**What this task involves**:
Swap "pick planner" for "grasp planner" in the rows below, starting with the line that contains "doll in the photo above." and going on through the end of the rows, and write out only those lines with nothing else changed.

-- Start --

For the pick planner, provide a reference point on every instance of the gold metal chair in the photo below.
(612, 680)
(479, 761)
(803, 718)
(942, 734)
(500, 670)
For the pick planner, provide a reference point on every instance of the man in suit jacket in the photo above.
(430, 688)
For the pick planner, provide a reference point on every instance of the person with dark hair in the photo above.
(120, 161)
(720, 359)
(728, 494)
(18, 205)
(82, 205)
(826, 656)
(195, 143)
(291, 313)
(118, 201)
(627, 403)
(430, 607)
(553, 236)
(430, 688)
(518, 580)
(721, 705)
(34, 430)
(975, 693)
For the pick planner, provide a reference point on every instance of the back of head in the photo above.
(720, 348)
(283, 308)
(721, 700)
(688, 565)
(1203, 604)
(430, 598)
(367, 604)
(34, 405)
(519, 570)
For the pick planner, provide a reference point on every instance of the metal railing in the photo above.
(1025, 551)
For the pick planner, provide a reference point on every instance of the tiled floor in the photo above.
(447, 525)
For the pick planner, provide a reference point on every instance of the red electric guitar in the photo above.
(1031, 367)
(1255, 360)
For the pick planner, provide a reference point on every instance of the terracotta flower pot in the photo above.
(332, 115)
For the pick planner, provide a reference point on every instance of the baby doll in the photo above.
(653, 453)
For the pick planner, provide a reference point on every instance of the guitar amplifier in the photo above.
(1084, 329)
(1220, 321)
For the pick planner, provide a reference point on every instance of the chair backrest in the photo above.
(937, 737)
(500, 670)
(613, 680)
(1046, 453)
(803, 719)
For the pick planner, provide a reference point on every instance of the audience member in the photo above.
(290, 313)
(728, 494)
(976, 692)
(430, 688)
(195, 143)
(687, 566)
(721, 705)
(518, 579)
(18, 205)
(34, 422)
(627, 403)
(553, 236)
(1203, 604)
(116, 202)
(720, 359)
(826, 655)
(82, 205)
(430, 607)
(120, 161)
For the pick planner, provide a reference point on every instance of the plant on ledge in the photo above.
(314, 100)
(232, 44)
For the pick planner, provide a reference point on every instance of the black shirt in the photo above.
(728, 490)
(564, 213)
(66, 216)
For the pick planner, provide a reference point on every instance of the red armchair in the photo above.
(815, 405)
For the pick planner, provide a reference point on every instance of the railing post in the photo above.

-- End --

**Written response**:
For the grasp planner, provide a reference point on every instance of the baby doll in the photo above.
(653, 453)
For the grasp planner, provide a reference point on every instance of the guitar amplifier in the photo above.
(1084, 329)
(1220, 321)
For the grasp planner, provide a reference point on every instance of the chair backrest in the photo above.
(937, 737)
(500, 670)
(613, 680)
(1046, 453)
(803, 719)
For the grasp planner, provide a reference point on every instance of the audience member in the photo above.
(290, 313)
(728, 494)
(976, 692)
(430, 688)
(195, 143)
(687, 566)
(721, 705)
(518, 579)
(18, 205)
(34, 422)
(627, 403)
(553, 236)
(1203, 604)
(116, 202)
(720, 359)
(826, 655)
(82, 205)
(430, 607)
(120, 161)
For the grasp planner, provide a reference point on every instance of the plant on ledge in the photo above.
(314, 100)
(232, 44)
For the grasp planner, provide a reference point on every instance of the black shirt in the photo above.
(728, 490)
(564, 213)
(66, 216)
For the grasp planner, provide a reference point on every instance of the red armchair in the photo above.
(815, 405)
For the grasp planner, provide a reference point on every instance of the railing post in the photo above.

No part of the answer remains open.